**課題:**
- A) 訪問看護指示書の返信用封筒をめぐる本文で、訪問看護師にしてもらうことがあると挙げられている内容をすべて書き出す。
- B) 訪問看護指示書の返信用封筒をめぐる本文の続きを、最後の文の後から書き継ぐ。

**提供テキスト:**
++++++

自分には長年悶々と抱えている悩み?があります。
悩みというか疑問というか…。

 

こんなこと言ったら「ちっちぇ奴だな」と思われかねなく、公にはしてきませんでした。

しかし時間をかけいろいろ調べ、やはりおかしいと思って行動することにしました。

 

それは、訪問看護指示書に関する「返信用封筒」問題です。

 

訪問診療の患者さんなど、訪問看護師さんにも協力してもらって体調管理や内服管理、保清、軽いリハビリ、排便処置、あるいは点滴などしてもらうことがあります。
その際、医療機関の医師が「訪問看護指示書」という書類を発行して、それを元に訪問看護師さんは訪問看護を開始します。

 

その訪問看護指示書を作成する際、訪問看護ステーションから「訪問看護指示書の作成依頼書」が届きます。
「○○さんの訪問看護指示書について○月○日からの指示書の作成をお願いいたします」みたいな。

 

そこに「返信用封筒」が入っているかいないか問題です。

 

ずっと昔は切手を貼付した返信用封筒が入っているのが常でした。
しかしここ最近は半々くらいでしょうか。
多くの訪問看護ステーションに指示書を発行していますが、依頼が来るたびに返信用封筒が入っているか入っていないか、ネチネチとこの1年チェックしていました。

 

これが自分が悶々と抱えていたものです。

 

確かに訪問看護指示書はこちらから訪問看護をお願いすることではあるけれど、訪問看護からしても医療機関に発行をお願いする立場でもある。
「お願いする方」が用意するものだと思いますが、この考え方だとどっちもどっちです。
というか、「患者さんに訪問看護が必要」という「事実」があるから訪問看護が入るわけで、「どっちがお願いする」という問題でもありません
ただ嫌な考え方をすれば、指示書あっての訪問看護です。
訪問看護指示書がなければ訪問看護に入れないわけですから、どっちかといえばお願いする方は訪問看護の方になります。
でもどっちが上とかどっちが下とか、そういういやらしい考え方は嫌いなので、「お願い」という概念はここには存在しないこととします。

 

となると、訪問看護に関係して「どちらに高い報酬が入るか?」というドライな考え方でいった方が良さそうです。

 

医療機関側には通常の訪問看護指示書を発行・交付すると、「訪問看護指示料」として300点が収入となります。
つまり1通交付すると3,000円です。
訪問看護指示書の指示期間はこちらで決めることができますが、状態が落ち着いている患者さんでしたら大抵は「6ヶ月」です。
1ヶ月ごとに指示書を作成し、こまめに訪問看護指示料をせしめている医療機関もあるようですが、そういうことをしていると厚労省から注意を受けます。
ずっと昔、個別指導という場で、厚労省の役人から医療が適切になされているかチェックを受けたことがあります。
その際、訪問看護指示書もチェックされ、指示期間もチェックされたのです。
「そこまでするんだ」と、そのあら探しっぷりに感心しましたが(イヤミです)、自分は「6ヶ月」としていることがほとんどですので、それをみて指導官は一言、「いいですねぇ」だって。

++++++

データセットの記録:
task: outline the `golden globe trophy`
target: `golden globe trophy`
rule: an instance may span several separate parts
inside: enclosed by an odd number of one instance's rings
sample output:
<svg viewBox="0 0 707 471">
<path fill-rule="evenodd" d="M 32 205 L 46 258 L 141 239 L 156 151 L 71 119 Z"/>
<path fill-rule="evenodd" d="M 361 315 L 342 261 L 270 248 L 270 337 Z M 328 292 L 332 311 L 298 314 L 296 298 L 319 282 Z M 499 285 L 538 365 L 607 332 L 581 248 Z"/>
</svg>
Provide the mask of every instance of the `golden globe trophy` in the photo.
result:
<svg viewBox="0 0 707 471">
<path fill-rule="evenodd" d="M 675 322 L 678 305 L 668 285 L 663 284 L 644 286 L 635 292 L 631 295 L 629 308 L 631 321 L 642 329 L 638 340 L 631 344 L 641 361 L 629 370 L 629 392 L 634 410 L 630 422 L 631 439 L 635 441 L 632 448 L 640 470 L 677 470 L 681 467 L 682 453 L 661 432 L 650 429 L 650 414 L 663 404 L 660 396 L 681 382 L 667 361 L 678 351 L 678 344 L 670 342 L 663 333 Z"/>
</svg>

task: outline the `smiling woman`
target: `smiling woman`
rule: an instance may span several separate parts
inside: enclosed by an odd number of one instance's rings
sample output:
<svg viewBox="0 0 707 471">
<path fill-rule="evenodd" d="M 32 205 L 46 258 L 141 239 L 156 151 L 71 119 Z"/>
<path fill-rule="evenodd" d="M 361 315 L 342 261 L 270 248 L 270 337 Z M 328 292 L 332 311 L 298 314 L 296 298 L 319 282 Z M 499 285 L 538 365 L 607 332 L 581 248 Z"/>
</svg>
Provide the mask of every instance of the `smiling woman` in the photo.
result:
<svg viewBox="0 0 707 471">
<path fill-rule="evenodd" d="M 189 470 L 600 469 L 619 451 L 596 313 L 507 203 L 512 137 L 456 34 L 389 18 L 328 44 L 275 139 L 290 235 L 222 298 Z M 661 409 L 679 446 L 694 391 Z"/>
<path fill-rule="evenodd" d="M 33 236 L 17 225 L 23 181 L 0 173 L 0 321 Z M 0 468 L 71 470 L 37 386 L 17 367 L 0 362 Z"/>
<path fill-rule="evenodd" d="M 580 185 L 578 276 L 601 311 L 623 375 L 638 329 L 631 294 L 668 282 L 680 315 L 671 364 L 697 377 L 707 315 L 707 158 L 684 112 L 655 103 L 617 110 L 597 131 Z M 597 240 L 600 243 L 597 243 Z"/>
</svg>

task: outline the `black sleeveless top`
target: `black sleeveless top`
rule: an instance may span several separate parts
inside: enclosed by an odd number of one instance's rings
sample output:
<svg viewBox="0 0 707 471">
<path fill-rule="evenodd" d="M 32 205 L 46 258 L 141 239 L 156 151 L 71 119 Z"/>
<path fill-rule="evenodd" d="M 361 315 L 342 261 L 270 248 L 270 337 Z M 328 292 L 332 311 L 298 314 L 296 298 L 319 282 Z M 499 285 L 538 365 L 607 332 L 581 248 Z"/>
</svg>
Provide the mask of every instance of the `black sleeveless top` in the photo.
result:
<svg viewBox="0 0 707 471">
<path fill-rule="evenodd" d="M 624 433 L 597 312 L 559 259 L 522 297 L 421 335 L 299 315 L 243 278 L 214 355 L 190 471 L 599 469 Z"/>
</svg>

++++++

**課題の解答:**
- A) 体調管理、内服管理、保清、軽いリハビリ、排便処置、点滴

- B)
なんじゃそりゃ、ですよ。
状態が悪い人、変化しそうな人だったら1ヶ月とすることもあり得るのですから、患者さんの状況を確認して、そして指示期間を確認するのならまだわかります。
患者さんの状態を確認せず、ただただ「指示期間」だけをチェックしていたのですから。

 

患者さんの状況によっては6ヶ月よりも短く書くことも可能性はありますが、自分は基本「6ヶ月」で作成しています。
状況が変わったらその都度再発行すれば良いのですから。

 

話が少し脱線してしまいましたが、責任持って作成した6ヶ月有効の書類作成費用が3,000円です
月にしたら500円です。

 

一方訪問看護の報酬はどのくらいか。
一般的な訪問看護の場合、1回当たりの報酬は8,000~9,000円といわれています。
間をとって8,500円とします。
もうこれだけで医療機関の収入を飛び越えています。
たった1回訪問看護に行くだけで、訪問看護指示料3,000円よりも大きな収入を得られるのです。

 

少なく見積もった場合、落ち着いている患者さんの場合、2週に1回の訪問看護となるケースが多いです。
すると月の報酬は17,000円
6ヶ月で102,000円

 

週に1回の訪問看護という場合も多々あります。
するとそのときの報酬は単純に上記の倍になります。
月に34,000円、6ヶ月で204,000円

 

医療機関「3,000円」vs 訪問看護「102,000円(204,000円)」

 

です。

 

これみたら、返信用封筒と切手代は訪問看護ステーションが用意するべきではないですかね?
普通の感覚ならそう思うのではないかなと、自分は思うのですが。
ちっちゃいですかね?

 

というかこれだけ収入が得られるんだから、封筒と切手代くらい負担してほしいものです。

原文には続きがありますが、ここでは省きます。